─── Document section

Looking for wild mushrooms? Look to Ukraine. The country is a hotbed for wild mushrooms — and foraging them to eat and sell is something of a national pastime.
This year, a bumper crop of mushrooms is rewarding locals with plenty to eat and sell to restaurants, which is helping some families navigate an economic downturn during the pandemic.
Related: How did tourism become so popular?
But because of the virus, other mushroom-loving Ukrainians are hurting — namely, tour guides who lead mushroom-foraging trips.
Andriy Gnytka is the founder of Green Ukraine, a company that designs tours for visitors to western Ukraine’s Carpathian Mountains. But although he’s a native Ukrainian, he didn’t always love mushrooms.
“It all started from one of my guests [who] was from Germany. And he said, ‘my wife would like to come to Ukraine to pick up mushrooms.’ And I said, who would go to another country to pick up mushrooms?”
“It all started from one of my guests [who] was from Germany,” Gnytka said. “And he said, ‘My wife would like to come to Ukraine to pick up mushrooms.’ And I said, who would go to another country to pick up mushrooms?”
Gnytka hadn’t realized that foraging for mushrooms in his home region — which is rural and virtually untouched by modern industry — would appeal to visitors.
“Slowly, slowly, I had to learn something about mushrooms. How they grow, how to cook them,” he said. “And this is how we love each other, me and mushrooms.”

──────
─── Study material

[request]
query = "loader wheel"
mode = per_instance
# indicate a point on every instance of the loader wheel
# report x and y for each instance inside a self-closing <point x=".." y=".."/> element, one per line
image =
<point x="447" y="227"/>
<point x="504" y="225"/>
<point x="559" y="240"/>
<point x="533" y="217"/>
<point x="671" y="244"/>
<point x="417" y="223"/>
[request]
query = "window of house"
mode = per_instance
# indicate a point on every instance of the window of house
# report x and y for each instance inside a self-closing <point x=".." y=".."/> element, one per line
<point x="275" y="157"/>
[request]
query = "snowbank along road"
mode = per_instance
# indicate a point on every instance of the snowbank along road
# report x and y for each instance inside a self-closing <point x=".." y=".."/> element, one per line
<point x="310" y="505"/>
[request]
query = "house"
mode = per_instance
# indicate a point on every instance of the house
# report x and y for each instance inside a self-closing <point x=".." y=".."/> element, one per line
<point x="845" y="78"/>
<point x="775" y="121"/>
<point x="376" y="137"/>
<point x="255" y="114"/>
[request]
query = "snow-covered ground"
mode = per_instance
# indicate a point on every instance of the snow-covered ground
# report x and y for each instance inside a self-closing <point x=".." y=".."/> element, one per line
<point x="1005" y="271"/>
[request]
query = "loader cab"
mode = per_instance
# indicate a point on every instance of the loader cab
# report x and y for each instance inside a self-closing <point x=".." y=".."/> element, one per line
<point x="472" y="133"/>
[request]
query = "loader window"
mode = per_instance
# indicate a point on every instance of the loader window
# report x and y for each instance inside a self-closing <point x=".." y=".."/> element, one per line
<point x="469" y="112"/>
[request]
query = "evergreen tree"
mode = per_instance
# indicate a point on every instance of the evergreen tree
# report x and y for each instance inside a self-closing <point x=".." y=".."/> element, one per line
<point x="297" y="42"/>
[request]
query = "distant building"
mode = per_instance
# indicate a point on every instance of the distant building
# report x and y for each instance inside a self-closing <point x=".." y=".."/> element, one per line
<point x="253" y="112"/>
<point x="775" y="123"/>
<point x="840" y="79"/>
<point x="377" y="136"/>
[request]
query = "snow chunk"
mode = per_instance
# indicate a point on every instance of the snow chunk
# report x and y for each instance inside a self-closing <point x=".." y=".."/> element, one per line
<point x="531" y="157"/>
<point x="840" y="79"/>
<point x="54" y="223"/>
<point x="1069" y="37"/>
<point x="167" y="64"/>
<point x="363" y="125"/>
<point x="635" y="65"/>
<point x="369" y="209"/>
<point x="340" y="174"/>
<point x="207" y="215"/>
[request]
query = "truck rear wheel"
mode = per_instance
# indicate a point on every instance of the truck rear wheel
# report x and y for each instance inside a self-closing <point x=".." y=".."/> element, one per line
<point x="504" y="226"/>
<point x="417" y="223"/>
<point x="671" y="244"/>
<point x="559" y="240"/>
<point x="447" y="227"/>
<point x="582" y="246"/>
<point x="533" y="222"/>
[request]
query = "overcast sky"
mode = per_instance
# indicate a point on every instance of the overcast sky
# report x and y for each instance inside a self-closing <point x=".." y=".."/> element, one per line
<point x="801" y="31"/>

──────

Brief 1 :: In the article about mushroom foraging in Ukraine, what is the name of the company Andriy Gnytka founded?
Brief 2 :: Pick up the article about mushroom foraging in Ukraine after its last sentence and keep writing it.

Task output 1 :: Green Ukraine

Task output 2 ::
But this year, that love was unrequited. Even with a glut of mushrooms (porcini, chanterelle and morels are most common to the region), Gnytka didn’t have anyone to teach the joys of mushroom foraging.
In an average year, Gnytka’s company, which also leads horseback and Jeep tours, would see a steady stream of tourists from March to November.
“This year, I only had guests three times [because of the pandemic],” he said. “So, it's a really big problem for me.”
Courtesy of Andriy Gnytka
While Gnytka relies on tourists to pick mushrooms, some locals rely on the mushrooms themselves — picking them to sell to restaurants brings money in for those who have lost jobs during the pandemic.
“Most of the people, they pick up mushrooms and then they can earn some extra money by selling them,” Gnytka said.
But he said he doesn’t know anyone personally whose sole income comes from picking mushrooms — most of the foragers he knows who sell have some sort of additional income stream.
Gnytka does, too. In addition to Green Ukraine, he also runs a transport company. And while in quarantine, he developed a program that helps people find out if they’re being scammed by internet dating websites. That venture, he says, is doing well.
“You have to be flexible in this life,” said Gnytka, who has two young daughters.
“When tourism is zero, you have to think about what to do next.”